■ GIVEN TASK ■
Every record should be written out exactly, please.

— Start of INFORMATION SHOWN —

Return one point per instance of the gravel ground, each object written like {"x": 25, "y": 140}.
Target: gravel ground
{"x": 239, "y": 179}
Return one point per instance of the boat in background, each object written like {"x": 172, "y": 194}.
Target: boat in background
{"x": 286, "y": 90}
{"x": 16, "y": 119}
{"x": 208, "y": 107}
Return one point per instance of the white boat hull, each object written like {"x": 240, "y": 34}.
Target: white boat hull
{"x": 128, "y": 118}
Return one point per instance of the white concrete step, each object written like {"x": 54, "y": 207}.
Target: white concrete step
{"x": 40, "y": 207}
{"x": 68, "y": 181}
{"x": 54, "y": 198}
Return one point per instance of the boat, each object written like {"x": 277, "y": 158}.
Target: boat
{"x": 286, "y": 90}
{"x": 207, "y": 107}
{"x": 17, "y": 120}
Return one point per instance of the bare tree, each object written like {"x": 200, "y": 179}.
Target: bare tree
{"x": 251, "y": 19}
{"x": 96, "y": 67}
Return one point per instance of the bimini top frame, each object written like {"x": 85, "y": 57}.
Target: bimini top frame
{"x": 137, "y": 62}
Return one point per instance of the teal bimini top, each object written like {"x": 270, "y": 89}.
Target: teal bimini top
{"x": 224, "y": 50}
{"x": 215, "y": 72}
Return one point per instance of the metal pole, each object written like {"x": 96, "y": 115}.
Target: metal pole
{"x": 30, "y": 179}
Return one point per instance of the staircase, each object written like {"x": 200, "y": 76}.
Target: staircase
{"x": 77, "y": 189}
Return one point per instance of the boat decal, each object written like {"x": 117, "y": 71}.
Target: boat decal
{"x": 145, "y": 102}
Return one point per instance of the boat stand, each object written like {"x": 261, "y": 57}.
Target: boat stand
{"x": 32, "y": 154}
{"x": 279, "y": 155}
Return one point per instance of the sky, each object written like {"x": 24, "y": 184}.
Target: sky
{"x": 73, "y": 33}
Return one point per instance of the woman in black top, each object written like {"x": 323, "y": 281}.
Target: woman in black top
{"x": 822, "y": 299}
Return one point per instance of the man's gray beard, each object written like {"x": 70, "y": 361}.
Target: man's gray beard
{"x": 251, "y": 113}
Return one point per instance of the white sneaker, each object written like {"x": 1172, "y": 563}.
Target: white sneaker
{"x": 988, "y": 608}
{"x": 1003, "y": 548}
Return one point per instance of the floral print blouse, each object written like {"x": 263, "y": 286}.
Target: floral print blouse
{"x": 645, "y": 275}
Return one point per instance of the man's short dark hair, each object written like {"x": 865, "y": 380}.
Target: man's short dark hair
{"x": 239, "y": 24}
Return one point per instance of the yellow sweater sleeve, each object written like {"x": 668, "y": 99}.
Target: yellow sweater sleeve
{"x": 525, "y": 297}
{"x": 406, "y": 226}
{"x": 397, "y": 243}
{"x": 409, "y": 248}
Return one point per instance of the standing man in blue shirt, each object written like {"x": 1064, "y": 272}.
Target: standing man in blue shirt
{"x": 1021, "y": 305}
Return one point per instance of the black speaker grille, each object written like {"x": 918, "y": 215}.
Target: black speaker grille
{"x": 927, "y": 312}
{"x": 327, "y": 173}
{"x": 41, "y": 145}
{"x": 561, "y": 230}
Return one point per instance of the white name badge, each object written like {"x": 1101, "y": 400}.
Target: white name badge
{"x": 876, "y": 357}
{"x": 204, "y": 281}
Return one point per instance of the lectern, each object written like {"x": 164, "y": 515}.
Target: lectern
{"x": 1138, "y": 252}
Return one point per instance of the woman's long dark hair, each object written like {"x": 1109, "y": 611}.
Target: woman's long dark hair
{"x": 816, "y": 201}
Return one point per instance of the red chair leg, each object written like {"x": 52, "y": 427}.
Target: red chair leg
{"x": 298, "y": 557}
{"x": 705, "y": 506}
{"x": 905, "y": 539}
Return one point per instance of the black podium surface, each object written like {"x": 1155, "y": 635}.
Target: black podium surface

— End of INFORMATION SHOWN —

■ EXERCISE RESPONSE ■
Return one point per instance of the gravel ground, each object written like {"x": 25, "y": 140}.
Target: gravel ground
{"x": 239, "y": 179}
Return one point per instance of the boat in background, each object written like {"x": 172, "y": 194}.
Target: boat in background
{"x": 286, "y": 90}
{"x": 16, "y": 119}
{"x": 208, "y": 107}
Return one point per instance of the white boat hull, each object written like {"x": 240, "y": 34}.
Target: white boat hull
{"x": 128, "y": 118}
Return one point per instance of the white concrete step, each object written like {"x": 54, "y": 207}.
Target: white concrete step
{"x": 40, "y": 207}
{"x": 68, "y": 181}
{"x": 54, "y": 198}
Return one point per instance of the boat, each object written like {"x": 277, "y": 158}.
Target: boat
{"x": 286, "y": 90}
{"x": 207, "y": 107}
{"x": 17, "y": 120}
Return one point per instance of the bare tree, each object written like {"x": 200, "y": 179}.
Target: bare tree
{"x": 251, "y": 19}
{"x": 96, "y": 67}
Return one point per instance of the bimini top frame, each object written like {"x": 85, "y": 57}.
Target: bimini top frame
{"x": 137, "y": 62}
Return one point per instance of the teal bimini top, each object written like {"x": 270, "y": 89}.
Target: teal bimini top
{"x": 224, "y": 50}
{"x": 215, "y": 72}
Return one point per instance of the metal pole, each object written like {"x": 96, "y": 115}.
Target: metal pole
{"x": 30, "y": 179}
Return one point per instance of the staircase, each object written like {"x": 200, "y": 76}.
Target: staircase
{"x": 77, "y": 189}
Return one point per instance of the boat decal, each object written like {"x": 117, "y": 71}.
Target: boat decal
{"x": 145, "y": 102}
Return one point per instance of the boat stand, each object written like {"x": 261, "y": 57}.
Target: boat stand
{"x": 32, "y": 154}
{"x": 279, "y": 155}
Return one point per instance of the sky, each object written like {"x": 24, "y": 184}.
Target: sky
{"x": 73, "y": 33}
Return one point per instance of the woman in black top, each object written like {"x": 323, "y": 281}.
Target: woman in black top
{"x": 822, "y": 299}
Return one point per instance of the man's gray beard, each object written like {"x": 70, "y": 361}.
Target: man's gray beard
{"x": 251, "y": 113}
Return one point per instance of the white sneaker, each object written like {"x": 1172, "y": 563}.
Target: white sneaker
{"x": 988, "y": 608}
{"x": 1003, "y": 548}
Return one point per instance of the floral print blouse, each object written like {"x": 263, "y": 286}.
Target: floral print blouse
{"x": 645, "y": 275}
Return one point per instance of the man's short dark hair, each object written like {"x": 865, "y": 380}.
Target: man's short dark hair
{"x": 239, "y": 24}
Return one point per instance of the yellow sweater sleeve, each object written like {"x": 668, "y": 99}.
Target: yellow sweater sleeve
{"x": 525, "y": 297}
{"x": 406, "y": 226}
{"x": 397, "y": 243}
{"x": 409, "y": 248}
Return one point per instance of the standing man in blue shirt, each object written like {"x": 1064, "y": 272}.
Target: standing man in blue shirt
{"x": 1021, "y": 305}
Return one point per instance of the black speaker grille, each object written like {"x": 918, "y": 215}.
Target: black speaker grille
{"x": 927, "y": 312}
{"x": 327, "y": 173}
{"x": 41, "y": 145}
{"x": 561, "y": 230}
Return one point per instance of the white name badge, each object written like {"x": 1101, "y": 400}.
Target: white name badge
{"x": 876, "y": 357}
{"x": 204, "y": 281}
Return one point per instance of the lectern, each object written like {"x": 164, "y": 515}.
Target: lectern
{"x": 1138, "y": 252}
Return one point per instance of the woman's long dark hair, each object written like {"x": 1109, "y": 611}.
Target: woman's long dark hair
{"x": 816, "y": 201}
Return one point per instance of the red chair leg, each object written like {"x": 52, "y": 427}.
Target: red chair leg
{"x": 298, "y": 557}
{"x": 705, "y": 506}
{"x": 905, "y": 539}
Return one point per instance of the black podium surface, each object written like {"x": 1155, "y": 635}.
Target: black podium surface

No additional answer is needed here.